--- START OF Records shown ---

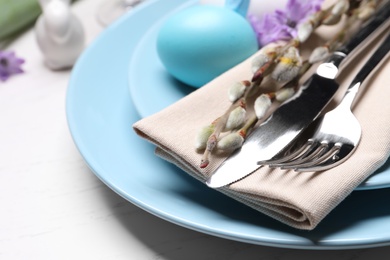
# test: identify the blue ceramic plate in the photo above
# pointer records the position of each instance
(152, 89)
(100, 115)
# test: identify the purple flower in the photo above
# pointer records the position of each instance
(9, 65)
(282, 24)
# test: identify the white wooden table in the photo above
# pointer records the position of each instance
(53, 206)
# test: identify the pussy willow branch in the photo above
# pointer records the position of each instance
(254, 86)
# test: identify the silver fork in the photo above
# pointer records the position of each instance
(337, 133)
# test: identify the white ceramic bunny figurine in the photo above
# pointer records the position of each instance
(60, 34)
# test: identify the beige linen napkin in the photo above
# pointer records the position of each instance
(300, 200)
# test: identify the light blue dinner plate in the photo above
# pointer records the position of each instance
(100, 114)
(152, 88)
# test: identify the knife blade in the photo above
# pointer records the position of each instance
(294, 115)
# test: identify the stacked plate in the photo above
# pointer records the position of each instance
(119, 80)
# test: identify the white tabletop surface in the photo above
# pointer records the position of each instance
(53, 206)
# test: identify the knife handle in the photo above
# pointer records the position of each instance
(378, 19)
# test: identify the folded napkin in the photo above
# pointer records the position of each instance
(300, 200)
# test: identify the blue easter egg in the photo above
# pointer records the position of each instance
(201, 42)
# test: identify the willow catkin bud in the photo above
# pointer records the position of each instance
(237, 90)
(262, 104)
(266, 54)
(288, 66)
(365, 12)
(230, 142)
(319, 54)
(236, 118)
(202, 137)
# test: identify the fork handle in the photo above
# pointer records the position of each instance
(378, 19)
(365, 71)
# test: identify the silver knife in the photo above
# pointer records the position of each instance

--- END OF Records shown ---

[Given task] Rewrite the stretch from the line containing "# test: identify the stacked" through the end of the data, putting "cursor" wherever "pointer" appears and leaving everything else the same.

[Worked answer]
# test: identify the stacked plate in the photo above
# cursor records the position of each instance
(119, 80)
# test: identify the white tabletop surface in the photo above
# cursor records the position of each instance
(53, 206)
# test: identify the knife handle in the photo above
# cursor records the position of each instance
(378, 19)
# test: identify the folded napkin in the photo above
# cursor records the position of each instance
(300, 200)
# test: identify the blue easter egg in the photo above
# cursor records the position of each instance
(201, 42)
# test: identify the willow catkin bud in the photo above
# cursor records the position of each instance
(237, 90)
(262, 104)
(266, 54)
(288, 66)
(365, 12)
(230, 142)
(319, 54)
(236, 118)
(202, 137)
# test: identify the fork handle in the photo above
# cursor records the position of each instance
(378, 19)
(365, 71)
# test: identify the silver knife in the photo above
# cursor records the position of each instance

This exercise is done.